* TASK DESCRIPTION:
Within the data, how many lines hold the word "shoulder"? Answer with nothing but the number.

* EXCERPTED DATA:
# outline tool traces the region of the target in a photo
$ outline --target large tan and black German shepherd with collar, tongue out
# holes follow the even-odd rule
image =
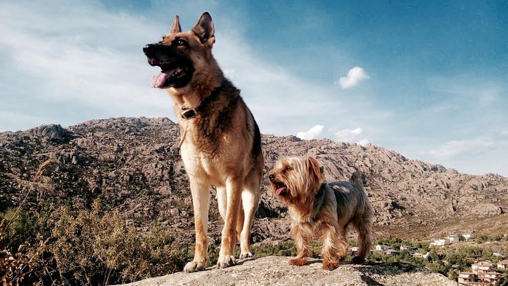
[[[224,77],[213,58],[215,26],[208,12],[189,32],[182,32],[176,15],[169,34],[145,45],[148,63],[161,69],[152,87],[173,99],[180,127],[180,153],[191,185],[195,223],[195,254],[185,272],[205,269],[208,252],[208,212],[211,185],[217,190],[224,220],[217,262],[219,268],[250,257],[251,225],[260,201],[264,167],[261,135],[240,90]]]

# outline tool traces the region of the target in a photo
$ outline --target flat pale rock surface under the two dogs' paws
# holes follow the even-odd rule
[[[124,286],[140,285],[457,285],[441,274],[405,263],[343,264],[334,271],[321,269],[313,259],[303,267],[288,264],[288,257],[267,256],[238,261],[234,267],[187,274],[178,272]]]

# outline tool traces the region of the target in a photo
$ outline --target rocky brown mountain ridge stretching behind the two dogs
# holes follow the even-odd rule
[[[169,119],[141,117],[0,133],[0,211],[23,201],[29,207],[49,201],[81,208],[100,198],[106,209],[120,210],[141,230],[161,219],[191,240],[191,194],[178,132]],[[460,174],[372,144],[264,135],[262,148],[265,170],[283,156],[315,156],[327,181],[348,180],[359,168],[376,212],[377,237],[508,232],[508,178],[503,176]],[[264,182],[254,242],[288,232],[286,208]],[[218,240],[222,223],[214,200],[210,218],[210,235]]]

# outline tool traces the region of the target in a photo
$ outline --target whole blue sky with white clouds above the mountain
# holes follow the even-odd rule
[[[263,133],[508,176],[508,1],[0,1],[0,131],[168,116],[142,45],[174,14]]]

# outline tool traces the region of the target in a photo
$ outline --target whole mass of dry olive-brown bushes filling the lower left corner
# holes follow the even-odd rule
[[[185,254],[160,223],[140,234],[100,201],[92,210],[0,214],[1,285],[127,283],[180,271]]]

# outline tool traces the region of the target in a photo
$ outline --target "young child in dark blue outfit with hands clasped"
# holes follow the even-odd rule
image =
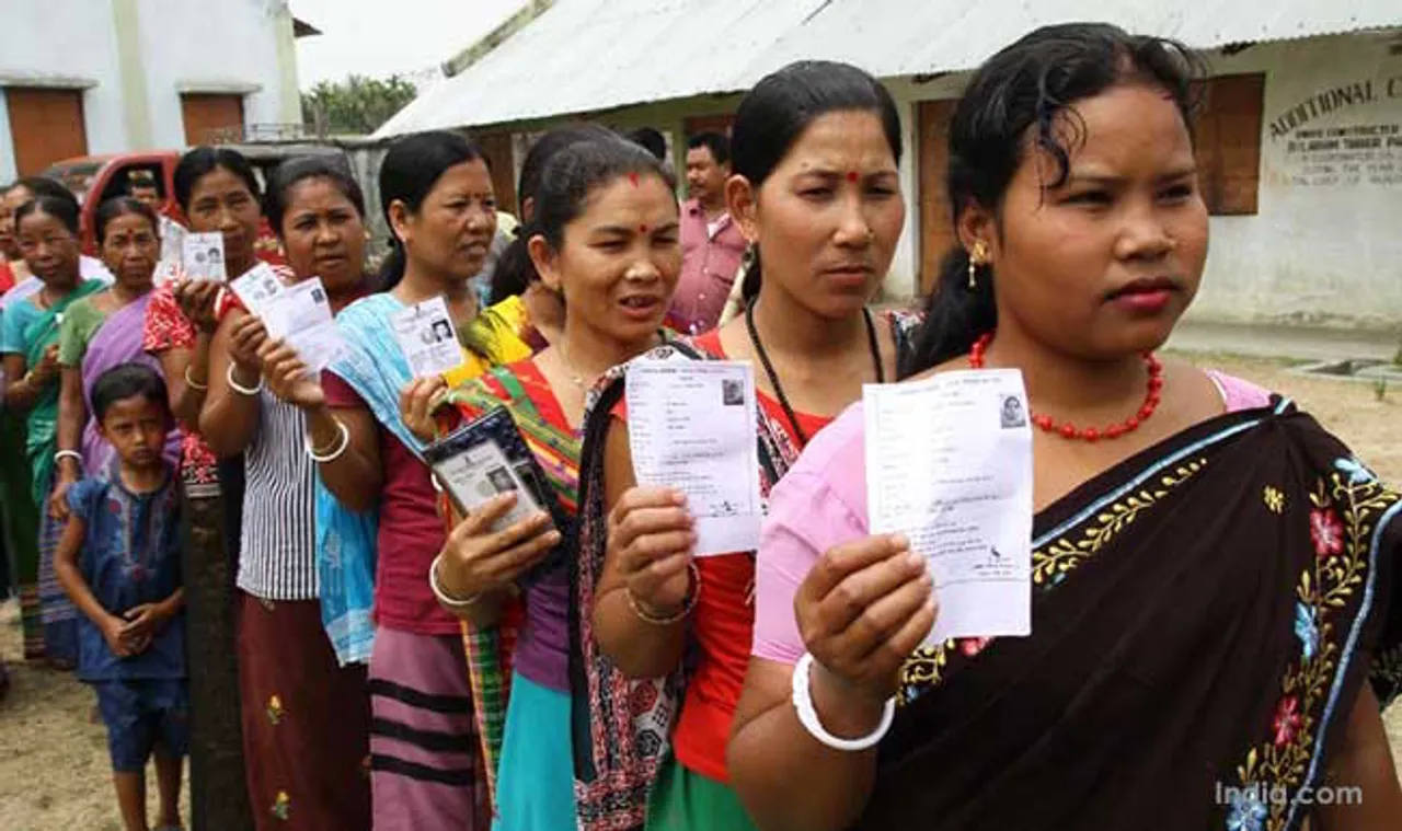
[[[161,458],[174,423],[165,381],[129,363],[93,387],[93,416],[116,451],[107,479],[69,493],[53,569],[79,625],[79,678],[97,691],[126,831],[147,831],[146,762],[156,755],[158,828],[179,828],[188,746],[179,485]]]

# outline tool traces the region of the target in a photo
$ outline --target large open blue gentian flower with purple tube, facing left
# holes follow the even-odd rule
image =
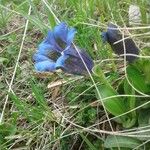
[[[83,75],[87,74],[83,59],[91,71],[93,68],[92,59],[78,47],[79,55],[72,45],[75,33],[76,30],[68,28],[65,23],[60,23],[53,31],[48,31],[47,37],[33,55],[35,69],[40,72],[54,72],[56,69],[62,69],[67,73]]]

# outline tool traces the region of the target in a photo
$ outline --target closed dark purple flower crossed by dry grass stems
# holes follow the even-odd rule
[[[102,40],[103,42],[107,41],[116,54],[118,55],[125,54],[122,34],[116,25],[112,23],[108,25],[107,31],[102,32]],[[120,42],[115,43],[117,41],[120,41]],[[139,54],[139,49],[131,38],[124,39],[124,43],[125,43],[126,54],[135,54],[135,55]],[[137,58],[136,56],[129,56],[129,55],[126,56],[126,60],[129,62],[133,62],[136,58]]]

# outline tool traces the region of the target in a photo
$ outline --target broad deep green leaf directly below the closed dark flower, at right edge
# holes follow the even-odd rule
[[[143,93],[148,92],[148,86],[145,83],[145,78],[135,66],[128,66],[127,75],[129,81],[136,89]]]

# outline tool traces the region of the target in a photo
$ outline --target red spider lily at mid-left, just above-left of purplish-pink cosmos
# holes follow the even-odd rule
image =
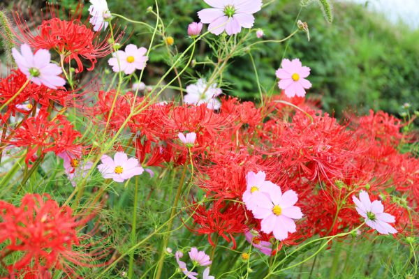
[[[40,113],[31,117],[17,128],[8,140],[8,144],[17,147],[27,147],[28,152],[25,162],[36,160],[36,156],[42,157],[48,152],[78,153],[80,145],[76,140],[82,135],[73,129],[73,125],[63,115],[57,115],[51,121],[48,120],[48,113]]]

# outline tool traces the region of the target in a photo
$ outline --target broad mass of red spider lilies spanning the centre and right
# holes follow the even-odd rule
[[[108,112],[113,98],[111,93],[101,94],[95,110]],[[408,140],[401,133],[402,123],[384,112],[339,123],[303,98],[293,102],[305,113],[277,101],[267,100],[265,107],[256,108],[253,103],[226,98],[221,110],[214,112],[206,105],[150,104],[144,98],[138,98],[133,107],[133,94],[127,93],[117,98],[115,106],[121,113],[112,116],[112,123],[119,125],[112,126],[120,128],[130,112],[139,111],[128,118],[127,132],[136,137],[140,161],[149,158],[154,165],[189,164],[189,149],[177,134],[196,133],[190,149],[193,168],[198,170],[195,182],[209,202],[189,204],[194,223],[189,228],[206,234],[210,243],[216,235],[235,243],[235,236],[260,229],[260,221],[240,204],[246,174],[259,170],[284,191],[298,193],[297,206],[304,218],[297,223],[297,232],[284,241],[287,245],[360,225],[351,196],[362,189],[382,199],[385,209],[396,217],[399,232],[409,234],[404,227],[415,225],[406,208],[417,206],[414,185],[419,182],[419,160],[397,150]],[[413,219],[417,224],[417,217]]]

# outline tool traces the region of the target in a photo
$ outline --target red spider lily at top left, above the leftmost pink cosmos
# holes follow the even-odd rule
[[[20,13],[13,13],[15,24],[19,31],[13,31],[16,44],[27,43],[35,50],[55,50],[66,63],[74,59],[78,65],[76,73],[83,71],[81,59],[90,61],[91,66],[87,70],[93,70],[98,58],[108,56],[112,52],[110,46],[110,34],[105,38],[99,38],[98,33],[87,28],[80,22],[82,5],[78,5],[73,15],[68,20],[57,17],[54,6],[50,6],[50,19],[43,20],[41,25],[32,33],[27,22]],[[33,21],[33,20],[31,20]],[[115,43],[122,40],[122,33],[115,38]]]

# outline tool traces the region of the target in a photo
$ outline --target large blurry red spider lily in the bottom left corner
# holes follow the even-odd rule
[[[70,264],[91,266],[91,257],[74,249],[81,246],[78,227],[86,220],[78,220],[70,206],[60,207],[49,195],[28,194],[20,206],[0,201],[0,216],[1,264],[11,274],[47,278],[47,269],[55,269],[71,276]],[[17,260],[5,264],[3,259],[15,254]]]

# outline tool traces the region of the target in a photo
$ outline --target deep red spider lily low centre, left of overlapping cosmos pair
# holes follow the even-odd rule
[[[188,212],[191,213],[194,223],[193,232],[197,234],[207,234],[208,241],[212,246],[211,234],[223,237],[228,243],[233,242],[233,249],[236,247],[235,234],[242,234],[249,230],[245,216],[246,210],[239,203],[212,202],[212,206],[207,209],[204,205],[197,203],[189,206]]]

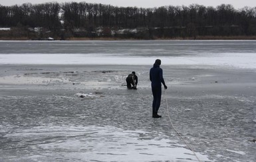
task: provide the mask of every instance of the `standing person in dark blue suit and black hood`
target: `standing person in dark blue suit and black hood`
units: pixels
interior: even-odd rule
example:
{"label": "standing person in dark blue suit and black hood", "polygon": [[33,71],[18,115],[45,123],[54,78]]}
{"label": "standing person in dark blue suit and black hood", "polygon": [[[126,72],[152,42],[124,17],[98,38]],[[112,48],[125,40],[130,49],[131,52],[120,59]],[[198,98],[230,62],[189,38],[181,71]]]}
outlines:
{"label": "standing person in dark blue suit and black hood", "polygon": [[162,96],[162,84],[164,85],[164,89],[167,89],[166,83],[164,82],[163,70],[160,68],[161,60],[157,59],[154,63],[154,66],[150,69],[150,81],[151,88],[153,93],[153,118],[161,118],[162,116],[158,115],[158,109],[161,104],[161,96]]}

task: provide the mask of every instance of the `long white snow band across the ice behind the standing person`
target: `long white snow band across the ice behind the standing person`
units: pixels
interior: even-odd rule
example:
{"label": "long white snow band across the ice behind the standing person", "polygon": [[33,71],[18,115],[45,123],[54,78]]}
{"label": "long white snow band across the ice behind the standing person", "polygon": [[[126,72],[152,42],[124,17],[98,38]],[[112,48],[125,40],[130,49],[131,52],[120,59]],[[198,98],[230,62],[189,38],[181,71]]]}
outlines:
{"label": "long white snow band across the ice behind the standing person", "polygon": [[[162,65],[215,65],[256,68],[255,53],[199,54],[198,56],[158,57]],[[117,54],[1,54],[0,64],[66,65],[152,65],[156,57],[118,56]]]}

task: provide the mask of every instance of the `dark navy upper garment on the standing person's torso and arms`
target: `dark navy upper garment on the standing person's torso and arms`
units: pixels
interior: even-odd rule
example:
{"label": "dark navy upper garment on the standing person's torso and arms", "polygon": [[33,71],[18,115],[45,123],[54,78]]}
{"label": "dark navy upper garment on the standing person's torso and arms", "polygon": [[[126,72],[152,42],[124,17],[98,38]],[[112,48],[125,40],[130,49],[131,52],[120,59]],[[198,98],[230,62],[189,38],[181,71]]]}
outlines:
{"label": "dark navy upper garment on the standing person's torso and arms", "polygon": [[163,85],[166,86],[163,77],[163,70],[157,63],[154,63],[154,66],[150,69],[150,81],[152,88],[161,88],[161,83],[163,83]]}

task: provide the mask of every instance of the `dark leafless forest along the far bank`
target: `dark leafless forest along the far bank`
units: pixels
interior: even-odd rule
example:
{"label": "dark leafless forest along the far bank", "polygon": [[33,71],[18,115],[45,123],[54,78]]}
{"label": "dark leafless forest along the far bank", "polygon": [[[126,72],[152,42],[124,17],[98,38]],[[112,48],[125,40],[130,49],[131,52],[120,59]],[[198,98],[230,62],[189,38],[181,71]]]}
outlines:
{"label": "dark leafless forest along the far bank", "polygon": [[96,3],[0,5],[1,38],[256,38],[256,7],[193,4],[156,8]]}

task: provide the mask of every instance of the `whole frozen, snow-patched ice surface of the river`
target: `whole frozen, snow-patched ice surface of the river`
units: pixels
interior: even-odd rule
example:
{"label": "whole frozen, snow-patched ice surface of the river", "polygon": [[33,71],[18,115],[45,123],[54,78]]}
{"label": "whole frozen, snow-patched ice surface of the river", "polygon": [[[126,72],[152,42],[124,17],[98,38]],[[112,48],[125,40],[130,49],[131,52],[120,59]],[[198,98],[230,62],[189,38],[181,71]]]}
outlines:
{"label": "whole frozen, snow-patched ice surface of the river", "polygon": [[[0,41],[0,161],[253,162],[255,45]],[[156,58],[168,86],[160,119],[148,78]],[[131,71],[138,91],[123,86]]]}

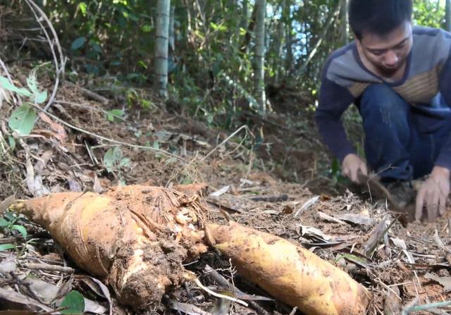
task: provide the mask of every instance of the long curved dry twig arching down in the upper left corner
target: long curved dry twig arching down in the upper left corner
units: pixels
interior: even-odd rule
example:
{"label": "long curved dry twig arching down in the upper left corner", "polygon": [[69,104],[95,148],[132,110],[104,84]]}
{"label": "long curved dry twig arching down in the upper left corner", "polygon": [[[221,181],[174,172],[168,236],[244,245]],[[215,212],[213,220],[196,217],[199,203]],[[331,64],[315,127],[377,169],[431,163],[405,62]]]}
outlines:
{"label": "long curved dry twig arching down in the upper left corner", "polygon": [[[61,49],[61,45],[59,44],[59,39],[58,39],[58,35],[56,34],[56,30],[54,29],[54,26],[51,24],[51,21],[49,20],[49,18],[47,18],[47,15],[32,0],[25,0],[25,2],[30,7],[30,10],[32,11],[33,15],[35,16],[35,18],[37,20],[37,23],[39,23],[39,25],[41,26],[42,32],[44,32],[44,35],[47,38],[47,42],[49,42],[49,47],[50,47],[50,50],[51,50],[51,54],[54,57],[56,78],[55,78],[54,89],[51,92],[51,95],[49,97],[49,101],[47,101],[47,104],[44,106],[44,112],[47,112],[47,109],[49,109],[50,105],[53,103],[53,101],[55,99],[56,91],[58,90],[58,85],[59,85],[59,78],[60,78],[61,73],[64,72],[64,67],[66,65],[66,58],[64,57],[63,49]],[[61,64],[58,63],[58,57],[56,56],[56,52],[55,52],[55,49],[54,49],[54,44],[52,43],[52,41],[50,39],[49,33],[47,32],[46,27],[44,27],[44,25],[42,25],[41,19],[37,15],[36,11],[39,12],[39,15],[46,21],[47,25],[49,25],[49,28],[51,30],[51,34],[54,37],[54,43],[56,44],[56,47],[58,48],[58,54],[59,54],[59,58],[60,58],[59,62]]]}

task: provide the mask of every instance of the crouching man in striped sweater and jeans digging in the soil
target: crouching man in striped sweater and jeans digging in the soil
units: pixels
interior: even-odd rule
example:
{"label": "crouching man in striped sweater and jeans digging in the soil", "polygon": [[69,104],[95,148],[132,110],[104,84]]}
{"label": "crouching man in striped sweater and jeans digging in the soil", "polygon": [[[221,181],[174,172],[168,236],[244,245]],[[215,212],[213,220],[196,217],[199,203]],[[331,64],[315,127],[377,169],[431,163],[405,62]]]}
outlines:
{"label": "crouching man in striped sweater and jeans digging in the soil", "polygon": [[[323,69],[319,132],[350,180],[371,168],[404,202],[415,201],[410,180],[428,175],[415,217],[433,221],[450,192],[451,34],[413,26],[412,0],[351,0],[350,27],[354,42]],[[363,119],[366,162],[340,122],[352,102]]]}

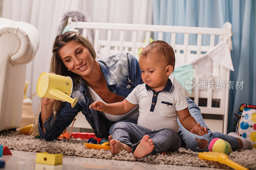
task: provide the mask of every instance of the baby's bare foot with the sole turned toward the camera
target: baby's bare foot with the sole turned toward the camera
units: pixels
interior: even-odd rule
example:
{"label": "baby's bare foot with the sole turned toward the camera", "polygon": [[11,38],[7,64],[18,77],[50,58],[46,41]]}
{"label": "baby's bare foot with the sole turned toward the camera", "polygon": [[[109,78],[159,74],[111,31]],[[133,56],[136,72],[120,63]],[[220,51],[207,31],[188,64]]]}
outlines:
{"label": "baby's bare foot with the sole turned toward the camera", "polygon": [[145,135],[141,139],[140,144],[135,149],[134,156],[136,158],[143,158],[144,156],[151,153],[153,151],[154,147],[155,147],[155,145],[153,143],[153,140],[149,139],[148,135]]}

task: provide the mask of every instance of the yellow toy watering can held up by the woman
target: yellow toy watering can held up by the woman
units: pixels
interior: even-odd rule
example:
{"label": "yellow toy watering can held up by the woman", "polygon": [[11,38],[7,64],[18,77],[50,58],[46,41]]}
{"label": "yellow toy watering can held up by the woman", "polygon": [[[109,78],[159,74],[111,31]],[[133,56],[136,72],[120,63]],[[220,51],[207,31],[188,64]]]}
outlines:
{"label": "yellow toy watering can held up by the woman", "polygon": [[36,93],[39,97],[48,99],[67,101],[74,107],[77,98],[70,97],[73,89],[72,79],[68,76],[60,76],[43,72],[38,78],[36,85]]}

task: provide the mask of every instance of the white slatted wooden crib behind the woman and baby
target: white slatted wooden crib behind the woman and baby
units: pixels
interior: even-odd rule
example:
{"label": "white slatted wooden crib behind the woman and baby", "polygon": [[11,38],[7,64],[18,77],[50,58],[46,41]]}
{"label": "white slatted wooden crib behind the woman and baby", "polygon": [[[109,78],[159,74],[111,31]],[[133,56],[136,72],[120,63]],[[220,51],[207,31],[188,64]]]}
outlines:
{"label": "white slatted wooden crib behind the woman and baby", "polygon": [[[232,26],[230,23],[225,23],[223,28],[203,28],[203,27],[187,27],[187,26],[162,26],[162,25],[138,25],[138,24],[113,24],[113,23],[93,23],[93,22],[72,22],[68,21],[68,25],[72,30],[78,28],[83,29],[83,35],[86,37],[87,29],[95,31],[94,48],[103,57],[110,55],[129,52],[138,59],[139,48],[144,48],[148,45],[150,37],[153,33],[158,33],[158,40],[163,40],[163,34],[171,34],[170,44],[175,50],[176,64],[175,67],[184,65],[198,58],[211,48],[216,43],[215,39],[227,39],[232,35]],[[176,44],[176,35],[184,34],[184,43]],[[189,35],[196,35],[196,45],[189,45]],[[202,45],[202,36],[210,36],[209,45]],[[141,39],[141,40],[139,40]],[[143,42],[145,40],[145,42]],[[156,40],[156,39],[154,39]],[[232,49],[231,38],[228,39],[228,45]],[[174,85],[179,86],[184,94],[192,98],[199,105],[204,120],[212,131],[227,133],[228,122],[228,89],[205,89],[196,88],[197,82],[203,80],[195,70],[193,73],[193,82],[195,88],[189,94],[184,87],[176,81],[173,76],[170,76]],[[229,81],[229,70],[218,63],[213,62],[213,81]],[[206,101],[207,100],[207,101]],[[202,101],[202,102],[200,102]],[[217,103],[217,104],[216,104]],[[213,105],[216,104],[216,105]],[[201,104],[202,105],[202,104]],[[208,116],[207,116],[208,115]],[[207,118],[208,117],[208,118]],[[78,114],[74,127],[91,128],[83,114]],[[86,123],[85,123],[86,122]]]}

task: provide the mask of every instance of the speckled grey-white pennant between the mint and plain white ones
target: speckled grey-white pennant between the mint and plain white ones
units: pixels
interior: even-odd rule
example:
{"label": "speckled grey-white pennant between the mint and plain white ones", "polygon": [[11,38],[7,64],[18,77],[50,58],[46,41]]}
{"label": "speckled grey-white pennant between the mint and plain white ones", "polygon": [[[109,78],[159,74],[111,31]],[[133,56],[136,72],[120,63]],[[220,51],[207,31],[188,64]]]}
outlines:
{"label": "speckled grey-white pennant between the mint and plain white ones", "polygon": [[212,80],[212,59],[204,54],[190,63],[196,72],[202,75],[206,80]]}

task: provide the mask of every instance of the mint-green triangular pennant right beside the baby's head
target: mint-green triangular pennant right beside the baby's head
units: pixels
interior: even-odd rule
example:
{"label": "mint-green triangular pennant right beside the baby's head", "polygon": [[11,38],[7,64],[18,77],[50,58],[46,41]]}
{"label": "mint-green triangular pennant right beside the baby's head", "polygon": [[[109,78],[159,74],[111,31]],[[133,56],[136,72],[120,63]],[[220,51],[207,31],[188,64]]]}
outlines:
{"label": "mint-green triangular pennant right beside the baby's head", "polygon": [[[193,80],[193,67],[190,64],[186,64],[180,67],[176,67],[172,73],[174,78],[186,89],[185,82]],[[187,89],[186,89],[187,90]],[[187,90],[191,94],[192,89]]]}

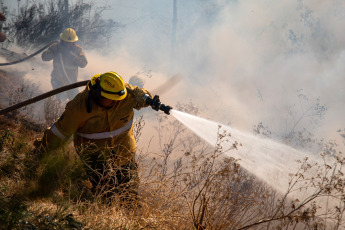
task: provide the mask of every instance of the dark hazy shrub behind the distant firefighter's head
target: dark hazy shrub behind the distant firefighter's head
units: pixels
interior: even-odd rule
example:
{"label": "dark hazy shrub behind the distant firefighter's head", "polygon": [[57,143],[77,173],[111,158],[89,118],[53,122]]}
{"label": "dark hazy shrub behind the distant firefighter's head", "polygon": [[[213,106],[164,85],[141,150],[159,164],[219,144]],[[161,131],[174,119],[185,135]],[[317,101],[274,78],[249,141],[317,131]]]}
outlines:
{"label": "dark hazy shrub behind the distant firefighter's head", "polygon": [[107,6],[95,7],[92,1],[78,0],[66,9],[64,0],[47,1],[45,4],[26,2],[17,15],[8,22],[9,36],[18,46],[42,47],[56,39],[65,28],[73,28],[86,48],[104,47],[112,33],[123,27],[111,19],[102,19]]}

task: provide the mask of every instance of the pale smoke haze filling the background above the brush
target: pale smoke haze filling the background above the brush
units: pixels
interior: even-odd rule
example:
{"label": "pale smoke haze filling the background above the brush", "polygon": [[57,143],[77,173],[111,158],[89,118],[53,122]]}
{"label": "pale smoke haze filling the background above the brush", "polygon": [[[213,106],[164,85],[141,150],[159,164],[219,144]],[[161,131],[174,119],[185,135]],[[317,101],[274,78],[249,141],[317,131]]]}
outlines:
{"label": "pale smoke haze filling the background above the brush", "polygon": [[[125,79],[150,70],[152,89],[181,73],[183,81],[161,99],[172,106],[191,100],[200,116],[247,131],[263,122],[280,135],[302,117],[296,129],[326,139],[345,128],[344,1],[177,0],[174,53],[173,1],[96,2],[109,4],[104,16],[126,27],[107,52],[86,50],[80,80],[108,70]],[[315,125],[311,119],[319,119],[308,109],[317,100],[327,111]]]}

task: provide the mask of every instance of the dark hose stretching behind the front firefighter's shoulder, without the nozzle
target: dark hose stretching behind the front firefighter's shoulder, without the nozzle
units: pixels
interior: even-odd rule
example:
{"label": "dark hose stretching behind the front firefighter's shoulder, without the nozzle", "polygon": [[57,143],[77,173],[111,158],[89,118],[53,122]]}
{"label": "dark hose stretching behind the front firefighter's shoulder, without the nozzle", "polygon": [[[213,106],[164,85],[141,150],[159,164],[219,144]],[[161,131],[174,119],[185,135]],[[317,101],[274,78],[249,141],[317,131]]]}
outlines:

* OUTPUT BELOW:
4